[Point-per-instance localization data]
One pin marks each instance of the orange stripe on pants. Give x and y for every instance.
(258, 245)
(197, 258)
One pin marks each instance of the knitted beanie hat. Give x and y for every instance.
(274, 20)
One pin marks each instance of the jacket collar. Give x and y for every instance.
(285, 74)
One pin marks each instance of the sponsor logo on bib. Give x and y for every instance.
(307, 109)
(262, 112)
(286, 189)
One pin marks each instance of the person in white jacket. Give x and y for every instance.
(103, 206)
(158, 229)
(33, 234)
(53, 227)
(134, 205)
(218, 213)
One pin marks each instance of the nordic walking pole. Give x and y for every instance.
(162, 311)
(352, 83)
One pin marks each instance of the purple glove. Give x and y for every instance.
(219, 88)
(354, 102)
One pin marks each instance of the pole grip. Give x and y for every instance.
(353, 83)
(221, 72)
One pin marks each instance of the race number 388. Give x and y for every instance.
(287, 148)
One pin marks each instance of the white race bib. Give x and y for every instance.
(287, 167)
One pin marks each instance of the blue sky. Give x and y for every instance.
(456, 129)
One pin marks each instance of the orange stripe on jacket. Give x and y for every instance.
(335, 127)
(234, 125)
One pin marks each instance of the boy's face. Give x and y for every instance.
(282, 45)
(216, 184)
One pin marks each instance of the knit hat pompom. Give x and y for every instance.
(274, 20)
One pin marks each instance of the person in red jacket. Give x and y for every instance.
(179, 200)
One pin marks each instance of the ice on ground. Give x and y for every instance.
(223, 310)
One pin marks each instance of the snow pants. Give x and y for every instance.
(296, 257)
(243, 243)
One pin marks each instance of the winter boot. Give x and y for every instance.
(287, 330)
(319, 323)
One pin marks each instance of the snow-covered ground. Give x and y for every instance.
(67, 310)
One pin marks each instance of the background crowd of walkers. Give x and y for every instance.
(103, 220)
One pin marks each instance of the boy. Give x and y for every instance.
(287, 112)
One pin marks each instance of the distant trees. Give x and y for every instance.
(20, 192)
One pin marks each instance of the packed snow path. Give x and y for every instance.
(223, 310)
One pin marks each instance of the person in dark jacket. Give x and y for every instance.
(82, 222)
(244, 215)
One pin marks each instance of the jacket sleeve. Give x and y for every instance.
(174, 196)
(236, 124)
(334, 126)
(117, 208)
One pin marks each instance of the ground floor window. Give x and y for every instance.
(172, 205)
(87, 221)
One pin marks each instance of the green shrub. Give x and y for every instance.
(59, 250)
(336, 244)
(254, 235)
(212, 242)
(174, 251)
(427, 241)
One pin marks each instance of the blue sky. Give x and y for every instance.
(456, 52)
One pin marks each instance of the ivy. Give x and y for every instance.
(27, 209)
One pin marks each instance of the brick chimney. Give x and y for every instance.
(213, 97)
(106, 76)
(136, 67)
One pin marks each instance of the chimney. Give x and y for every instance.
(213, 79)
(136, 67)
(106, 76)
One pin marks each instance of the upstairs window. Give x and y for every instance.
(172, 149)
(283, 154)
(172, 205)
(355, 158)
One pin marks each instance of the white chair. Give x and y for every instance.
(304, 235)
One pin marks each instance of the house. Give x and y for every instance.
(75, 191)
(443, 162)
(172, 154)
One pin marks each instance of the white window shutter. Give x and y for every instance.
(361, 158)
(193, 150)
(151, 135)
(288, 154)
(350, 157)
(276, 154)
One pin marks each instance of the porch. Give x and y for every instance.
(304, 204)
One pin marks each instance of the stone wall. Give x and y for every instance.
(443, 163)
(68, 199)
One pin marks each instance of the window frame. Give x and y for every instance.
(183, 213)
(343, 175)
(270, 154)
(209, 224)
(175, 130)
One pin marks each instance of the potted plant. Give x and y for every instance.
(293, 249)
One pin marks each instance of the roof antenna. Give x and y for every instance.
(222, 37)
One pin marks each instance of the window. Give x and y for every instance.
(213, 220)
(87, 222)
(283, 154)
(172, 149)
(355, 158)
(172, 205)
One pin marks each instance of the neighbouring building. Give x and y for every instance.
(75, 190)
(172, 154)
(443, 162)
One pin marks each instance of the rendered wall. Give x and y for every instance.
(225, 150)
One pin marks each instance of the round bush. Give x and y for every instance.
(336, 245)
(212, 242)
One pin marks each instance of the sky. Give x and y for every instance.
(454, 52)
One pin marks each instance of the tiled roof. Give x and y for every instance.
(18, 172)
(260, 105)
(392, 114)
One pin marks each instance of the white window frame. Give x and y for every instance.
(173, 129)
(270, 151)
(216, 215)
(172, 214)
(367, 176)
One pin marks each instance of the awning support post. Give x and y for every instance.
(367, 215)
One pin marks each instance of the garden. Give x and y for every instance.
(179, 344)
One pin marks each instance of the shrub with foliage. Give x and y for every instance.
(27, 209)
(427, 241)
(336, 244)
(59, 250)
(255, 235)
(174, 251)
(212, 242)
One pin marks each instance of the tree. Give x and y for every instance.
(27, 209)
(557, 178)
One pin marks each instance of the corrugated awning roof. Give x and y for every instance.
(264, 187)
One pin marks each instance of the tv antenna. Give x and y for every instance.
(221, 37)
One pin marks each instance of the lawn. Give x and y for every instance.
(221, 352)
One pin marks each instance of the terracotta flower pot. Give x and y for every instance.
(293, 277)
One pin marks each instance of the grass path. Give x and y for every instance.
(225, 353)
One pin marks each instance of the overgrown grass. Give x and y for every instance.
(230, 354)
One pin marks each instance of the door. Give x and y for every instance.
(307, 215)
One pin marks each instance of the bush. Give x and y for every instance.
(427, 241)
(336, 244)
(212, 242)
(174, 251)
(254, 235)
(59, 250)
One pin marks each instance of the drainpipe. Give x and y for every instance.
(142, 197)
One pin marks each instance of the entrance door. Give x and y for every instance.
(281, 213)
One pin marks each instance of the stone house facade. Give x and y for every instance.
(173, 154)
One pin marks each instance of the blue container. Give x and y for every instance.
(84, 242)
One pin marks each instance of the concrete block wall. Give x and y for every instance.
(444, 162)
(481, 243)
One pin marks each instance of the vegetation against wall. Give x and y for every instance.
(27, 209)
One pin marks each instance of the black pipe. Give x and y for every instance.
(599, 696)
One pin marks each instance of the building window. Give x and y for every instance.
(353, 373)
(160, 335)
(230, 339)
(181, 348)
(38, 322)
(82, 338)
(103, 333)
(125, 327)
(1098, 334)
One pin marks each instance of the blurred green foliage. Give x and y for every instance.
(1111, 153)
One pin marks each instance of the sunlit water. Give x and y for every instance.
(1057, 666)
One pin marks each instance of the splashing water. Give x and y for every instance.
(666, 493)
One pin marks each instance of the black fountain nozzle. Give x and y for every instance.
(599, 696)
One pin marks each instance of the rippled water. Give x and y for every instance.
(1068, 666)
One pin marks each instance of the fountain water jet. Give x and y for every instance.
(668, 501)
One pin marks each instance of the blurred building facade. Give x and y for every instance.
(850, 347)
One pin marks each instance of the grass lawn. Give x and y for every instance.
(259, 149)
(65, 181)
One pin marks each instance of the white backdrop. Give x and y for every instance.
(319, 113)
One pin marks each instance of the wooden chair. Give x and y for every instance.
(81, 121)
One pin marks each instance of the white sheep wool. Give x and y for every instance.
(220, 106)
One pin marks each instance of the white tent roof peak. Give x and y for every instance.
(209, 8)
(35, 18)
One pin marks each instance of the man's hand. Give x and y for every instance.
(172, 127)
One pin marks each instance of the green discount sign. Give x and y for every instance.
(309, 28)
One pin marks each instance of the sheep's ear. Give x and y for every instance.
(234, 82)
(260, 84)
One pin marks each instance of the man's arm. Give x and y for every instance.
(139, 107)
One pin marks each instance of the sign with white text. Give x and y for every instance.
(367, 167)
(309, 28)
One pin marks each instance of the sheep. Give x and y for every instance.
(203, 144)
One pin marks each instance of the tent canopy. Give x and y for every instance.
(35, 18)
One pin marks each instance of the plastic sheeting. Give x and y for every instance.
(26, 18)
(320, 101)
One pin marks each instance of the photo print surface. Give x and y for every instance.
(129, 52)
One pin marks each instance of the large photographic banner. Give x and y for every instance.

▶ _ACTIVITY_: Quote exactly and only the lines from the one holding "One pin marks each instance of the tent" through the end of the data.

▶ _YOUR SOLUTION_:
One pin marks each instance of the tent canopy. Give x and y for every instance.
(35, 18)
One pin marks each instance of the plastic sheeting. Give x and y for every instance.
(26, 18)
(320, 101)
One pin marks each instance of the photo print surface. Give x and y for every instance.
(129, 52)
One pin marks each instance of the large photographic banner. Give x and y for every instance.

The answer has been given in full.